Erhöht die private Krankenversicherung ihre Beiträge, muss dies durch Angabe der Rechnungsgrundlage (Versicherungsleistungen oder Sterbewahrscheinlichkeit) begründet werden. Erfolgt die Begründung im nachhinein, wird erst dann die Frist für das Wirksamwerden der Beitragsanpassung in Gang gesetzt. Eine rückwirkende Beitragserhöhung scheidet in jedem Fall aus. Dies stellte der Bundesgerichtshof (BGH) in zwei Urteilen am 16.12.2020 klar (IV ZR 294/19 und IV ZR 314/19).
In zwei parallel laufenden Verfahren hatten die Kläger gegen die Beitragserhöhungen ihrer privaten Krankenversicherungen geklagt. Die private Krankenversicherung erhöhte in den vergangenen Jahren mehrmals ihre Beiträge. Die Kläger waren der Auffassung, dass die Beitragserhöhungen jedoch nicht ausreichend begründet wurden und verlangten die in den vergangenen Jahren gezahlten erhöhten Beträge zurück.
In einem der Verfahren holte die Versicherung in der Berufungsinstanz die Angabe der Gründe nach. Das Berufungsgericht ging davon aus, dass zumindest ab diesem Zeitpunkt die Beitragserhöhung gilt, da der Mangel nun geheilt sei. Bis zu diesem Zeitpunkt war die Erhöhung der Beiträge wegen fehlender Begründung jedoch unwirksam, so das Berufungsgericht. Die Versicherung sollte die bis dahin gezahlten Erhöhungen an den Versicherungsnehmer zurückzahlen.
In beiden Verfahren legte die Versicherung Revision beim BGH ein, über die nun entschieden wurde.

_ANFORDERUNG 1_.
Schreiben Sie aus dem Text zu den Beitragserhöhungen der privaten Krankenversicherung den Abschnitt genau ab, der mit den Worten „Erhöht die private“ beginnt und mit „IV ZR 314/19).“ schließt.

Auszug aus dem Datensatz
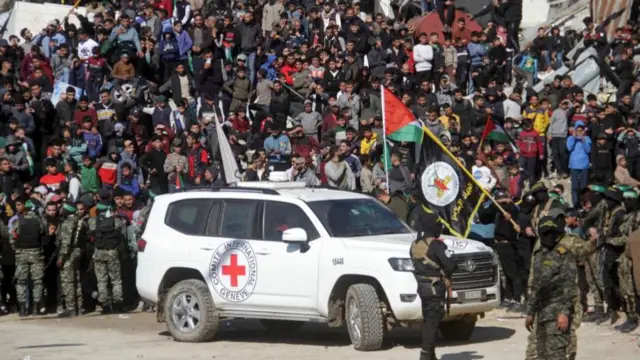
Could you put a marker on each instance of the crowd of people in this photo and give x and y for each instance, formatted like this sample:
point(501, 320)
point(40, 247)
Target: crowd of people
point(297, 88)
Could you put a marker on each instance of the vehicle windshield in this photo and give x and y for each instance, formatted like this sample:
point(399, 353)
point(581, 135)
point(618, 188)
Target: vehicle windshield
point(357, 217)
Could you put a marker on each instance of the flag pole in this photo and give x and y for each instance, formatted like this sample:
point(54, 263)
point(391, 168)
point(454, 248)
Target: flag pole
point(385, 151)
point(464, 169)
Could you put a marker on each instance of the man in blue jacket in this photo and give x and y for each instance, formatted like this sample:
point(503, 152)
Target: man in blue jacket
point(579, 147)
--
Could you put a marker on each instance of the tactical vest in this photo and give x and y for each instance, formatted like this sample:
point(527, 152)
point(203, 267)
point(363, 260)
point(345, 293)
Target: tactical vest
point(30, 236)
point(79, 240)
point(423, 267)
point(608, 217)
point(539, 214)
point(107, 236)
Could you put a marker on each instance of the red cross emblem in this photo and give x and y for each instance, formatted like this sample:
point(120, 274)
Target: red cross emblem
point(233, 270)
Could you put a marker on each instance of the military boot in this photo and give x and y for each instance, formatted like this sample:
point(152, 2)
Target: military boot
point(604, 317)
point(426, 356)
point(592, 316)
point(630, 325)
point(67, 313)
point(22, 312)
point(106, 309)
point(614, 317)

_ANFORDERUNG 2_.
Geben Sie aus der obigen Auflistung den Abschnitt Wort für Wort wieder, der mit der Zeile beginnt, die „Could you put a marker on each instance of the tactical“ enthält, und mit der Zeile endet, die „point(107, 236)“ enthält. Beide Zeilen gehören dazu.

_LÖSUNG 1_.
Erhöht die private Krankenversicherung ihre Beiträge, muss dies durch Angabe der Rechnungsgrundlage (Versicherungsleistungen oder Sterbewahrscheinlichkeit) begründet werden. Erfolgt die Begründung im nachhinein, wird erst dann die Frist für das Wirksamwerden der Beitragsanpassung in Gang gesetzt. Eine rückwirkende Beitragserhöhung scheidet in jedem Fall aus. Dies stellte der Bundesgerichtshof (BGH) in zwei Urteilen am 16.12.2020 klar (IV ZR 294/19 und IV ZR 314/19).

_LÖSUNG 2_.
Could you put a marker on each instance of the tactical vest in this photo and give x and y for each instance, formatted like this sample:
point(527, 152)
point(203, 267)
point(363, 260)
point(345, 293)
Target: tactical vest
point(30, 236)
point(79, 240)
point(423, 267)
point(608, 217)
point(539, 214)
point(107, 236)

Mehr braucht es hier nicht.